QUESTIONS
[A] Write out the passage of the "malach YHWH" discussion below, starting with "Here, too, the" and going on through "a unity emphasized.".
[B] Using the "malach YHWH" discussion below, say whether each statement agrees with it, answering yes or no and quoting the deciding words: (i) The discussion directs readers to McCaul's pages 9-27 for an extended version of the debate. (ii) The idiom "malach YHWH" is used fewer than 100 times in the Old Testament. (iii) YHWH can take an article in Hebrew.
[C] Answer these questions from the "malach YHWH" discussion below, one a line:
(i) Which translation renders Acts 7.53 as "directions of angels" or "ordinances of angels"?
(ii) Which passage is cited for "into the hands of men"?
(iii) Which passage is cited for the request to remove sandals in front of malach YHWH?

PAGE EXTRACT
──────────────────────────────

I think this question is touching on two related yet separate debates.
- Should, in the Hebrew Bible, the very common occurence of "malach YHWH" and similar constructions be translated as "The Angel of the LORD" and be a reference to YHWH himself, or simply as "a messenger/prophet of the LORD".
This relates to the question of definiteness as well as identity (e.g. is this a title?). This is effectively a debate between Christians and Jews of the old testament and touches on some very interesting ambiguities in Hebrew -- e.g. in a construct form the article is applied only to the absolute noun at the end, but YHWH cannot take an article (or any modifier) and so definiteness has to be determined through more oblique means. The full argument then looks for citations throughout the Hebrew Bible as well as theological beliefs -- e.g. requesting to remove your sandals for you stand on holy ground when in front of malach YHWH (ex 3.2-6), and not dissuading people who bow down to/revere malach YHWH, and various passages where malach YHWH declares himself to be YHWH, etc. For an extended version of this debate and all it's grammatical and theological arguments, see the noted hebraicist McCaul, pages 9-27. https://archive.org/details/rabbidavidkimchi00kimcrich/page/8/mode/2up
As part of this larger debate, we need to understand that "malach" can indeed be interpreted as any messenger, including human messengers, and so we rely on a long chain of arguments to make this case, bringing both grammar and theology to bear on resolving the meaning of this idiom used more than 500 times in the Old Testament, from Genesis 16.7 to Zechariah 12.8
But once you have "malach YHWH" is a special identity that has the same name as "YHWH", then this is the argument that the angel of YHWH - the one who appeated at the burning bush and said "I am YHWH" -- was the one that gave the law to Moses on Sinai.
- The meaning of the Greek in Acts 7.53, translated in the LEB as "directions of angels" or "ordinances of angels".
you who received the law by directions of angels
and have not observed it!”
Here, too, the Greek is ambiguous but for slightly different reasons. First, angelos has the semantic range of "human messenger", "divine messenger", "evil spirit", "angel" or "God" depending on context (see BDAG entry for angelos). One might think of the most general translation as "supernatural ordinances". Thus there is ambiguity as to whether eis diatagas angelon "by the ordinances of the angels" in Acts 7.53 should be viewed as a similar construction to eis cheiras ethnon - "into the hands of men" (Acts 21.11), where "men" serves to denote a category rather than a specific number of men, or whether it should be read as eis apostolous Christou ("as apostels of Christ") in which the disagreement in number of the genitive is important, theologically, as there are many apostles but one Christ, thus there is a unity emphasized.
The bottom line is that these ambiguities in "ordinances of angels" is not going to be resolved by looking at the grammar of a single greek passage and so doesn't really have much bearing on the proper interpretation of the hebrew "malach YHWH".

──────────────────────────────

(Excerpts from a dataset)

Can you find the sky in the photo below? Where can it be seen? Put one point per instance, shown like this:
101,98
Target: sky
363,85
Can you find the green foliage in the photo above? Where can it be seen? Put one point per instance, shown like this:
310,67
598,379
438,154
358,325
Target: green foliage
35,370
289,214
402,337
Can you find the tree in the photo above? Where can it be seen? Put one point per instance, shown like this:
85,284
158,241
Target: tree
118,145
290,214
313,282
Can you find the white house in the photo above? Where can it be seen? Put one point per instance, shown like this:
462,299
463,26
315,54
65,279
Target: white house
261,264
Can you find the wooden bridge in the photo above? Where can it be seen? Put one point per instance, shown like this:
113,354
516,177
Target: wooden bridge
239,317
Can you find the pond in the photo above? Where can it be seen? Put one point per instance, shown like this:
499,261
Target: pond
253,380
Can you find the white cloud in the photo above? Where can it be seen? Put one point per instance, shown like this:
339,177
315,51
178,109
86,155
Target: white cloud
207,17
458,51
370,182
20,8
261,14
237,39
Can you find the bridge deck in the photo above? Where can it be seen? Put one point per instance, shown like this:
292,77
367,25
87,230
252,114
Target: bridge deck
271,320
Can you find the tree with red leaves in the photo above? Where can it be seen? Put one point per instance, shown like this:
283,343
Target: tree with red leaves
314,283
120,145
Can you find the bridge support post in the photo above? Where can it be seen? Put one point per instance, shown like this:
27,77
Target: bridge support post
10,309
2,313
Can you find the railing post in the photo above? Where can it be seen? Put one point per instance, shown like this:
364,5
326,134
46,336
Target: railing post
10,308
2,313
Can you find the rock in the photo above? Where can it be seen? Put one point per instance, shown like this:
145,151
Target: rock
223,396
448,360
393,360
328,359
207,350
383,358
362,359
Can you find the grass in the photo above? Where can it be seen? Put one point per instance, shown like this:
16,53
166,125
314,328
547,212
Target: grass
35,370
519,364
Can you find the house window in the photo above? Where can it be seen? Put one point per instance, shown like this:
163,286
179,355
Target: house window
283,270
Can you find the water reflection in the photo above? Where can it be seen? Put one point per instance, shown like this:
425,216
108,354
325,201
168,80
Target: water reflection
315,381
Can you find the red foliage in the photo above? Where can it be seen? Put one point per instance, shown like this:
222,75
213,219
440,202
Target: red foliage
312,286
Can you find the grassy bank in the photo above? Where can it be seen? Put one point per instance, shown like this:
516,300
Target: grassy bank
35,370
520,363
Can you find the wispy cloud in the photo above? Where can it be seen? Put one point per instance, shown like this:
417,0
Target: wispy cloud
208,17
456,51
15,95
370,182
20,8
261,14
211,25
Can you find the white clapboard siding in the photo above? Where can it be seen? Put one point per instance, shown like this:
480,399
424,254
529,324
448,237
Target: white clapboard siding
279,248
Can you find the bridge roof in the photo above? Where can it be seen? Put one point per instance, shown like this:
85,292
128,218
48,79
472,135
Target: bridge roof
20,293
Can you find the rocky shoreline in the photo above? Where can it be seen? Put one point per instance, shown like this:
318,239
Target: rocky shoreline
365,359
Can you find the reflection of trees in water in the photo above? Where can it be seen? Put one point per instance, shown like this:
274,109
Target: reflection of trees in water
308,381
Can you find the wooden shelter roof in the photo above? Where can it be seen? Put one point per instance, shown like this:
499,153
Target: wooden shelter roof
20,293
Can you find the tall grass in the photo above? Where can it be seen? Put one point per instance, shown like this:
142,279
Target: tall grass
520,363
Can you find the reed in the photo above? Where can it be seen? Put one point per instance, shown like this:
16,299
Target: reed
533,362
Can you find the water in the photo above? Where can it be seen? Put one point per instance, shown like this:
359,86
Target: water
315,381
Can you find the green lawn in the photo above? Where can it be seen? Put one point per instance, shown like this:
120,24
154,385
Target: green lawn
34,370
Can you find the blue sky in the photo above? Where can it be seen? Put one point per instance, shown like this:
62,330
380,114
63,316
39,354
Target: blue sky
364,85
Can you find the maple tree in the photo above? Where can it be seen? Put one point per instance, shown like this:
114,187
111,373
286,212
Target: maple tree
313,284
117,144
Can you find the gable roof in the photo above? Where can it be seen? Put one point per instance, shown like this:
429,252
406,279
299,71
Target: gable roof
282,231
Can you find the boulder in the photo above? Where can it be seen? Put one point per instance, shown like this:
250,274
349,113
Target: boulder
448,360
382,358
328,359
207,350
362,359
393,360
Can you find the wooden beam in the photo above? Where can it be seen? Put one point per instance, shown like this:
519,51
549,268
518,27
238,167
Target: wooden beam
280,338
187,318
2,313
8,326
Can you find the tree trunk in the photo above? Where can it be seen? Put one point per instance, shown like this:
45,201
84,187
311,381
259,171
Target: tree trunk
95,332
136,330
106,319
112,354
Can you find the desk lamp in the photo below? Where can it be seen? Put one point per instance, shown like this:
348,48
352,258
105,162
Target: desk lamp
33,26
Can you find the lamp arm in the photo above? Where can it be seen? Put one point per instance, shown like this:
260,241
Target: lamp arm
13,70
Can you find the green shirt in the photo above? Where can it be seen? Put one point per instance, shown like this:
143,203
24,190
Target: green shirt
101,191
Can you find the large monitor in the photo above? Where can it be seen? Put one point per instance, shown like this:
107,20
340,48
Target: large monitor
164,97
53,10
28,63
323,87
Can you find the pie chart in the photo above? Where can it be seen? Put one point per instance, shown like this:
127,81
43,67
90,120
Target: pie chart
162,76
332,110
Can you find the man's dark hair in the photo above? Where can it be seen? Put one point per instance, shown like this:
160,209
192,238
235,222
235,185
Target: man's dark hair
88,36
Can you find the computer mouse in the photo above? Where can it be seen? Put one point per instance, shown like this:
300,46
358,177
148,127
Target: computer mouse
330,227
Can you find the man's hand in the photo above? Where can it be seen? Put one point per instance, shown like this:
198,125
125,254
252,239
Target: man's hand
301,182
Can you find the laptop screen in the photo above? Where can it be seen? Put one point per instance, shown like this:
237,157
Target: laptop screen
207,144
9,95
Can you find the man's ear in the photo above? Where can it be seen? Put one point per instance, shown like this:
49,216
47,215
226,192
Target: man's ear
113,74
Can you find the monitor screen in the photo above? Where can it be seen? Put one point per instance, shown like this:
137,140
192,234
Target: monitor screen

──────────────────────────────

RESULTS BY TASK
[A]
Here, too, the Greek is ambiguous but for slightly different reasons. First, angelos has the semantic range of "human messenger", "divine messenger", "evil spirit", "angel" or "God" depending on context (see BDAG entry for angelos). One might think of the most general translation as "supernatural ordinances". Thus there is ambiguity as to whether eis diatagas angelon "by the ordinances of the angels" in Acts 7.53 should be viewed as a similar construction to eis cheiras ethnon - "into the hands of men" (Acts 21.11), where "men" serves to denote a category rather than a specific number of men, or whether it should be read as eis apostolous Christou ("as apostels of Christ") in which the disagreement in number of the genitive is important, theologically, as there are many apostles but one Christ, thus there is a unity emphasized.

[B]
(i) Yes: "see the noted hebraicist McCaul, pages 9-27"
(ii) No: "used more than 500 times in the Old Testament"
(iii) No: "YHWH cannot take an article (or any modifier)"

[C]
(i) The LEB
(ii) Acts 21.11
(iii) Ex 3.2-6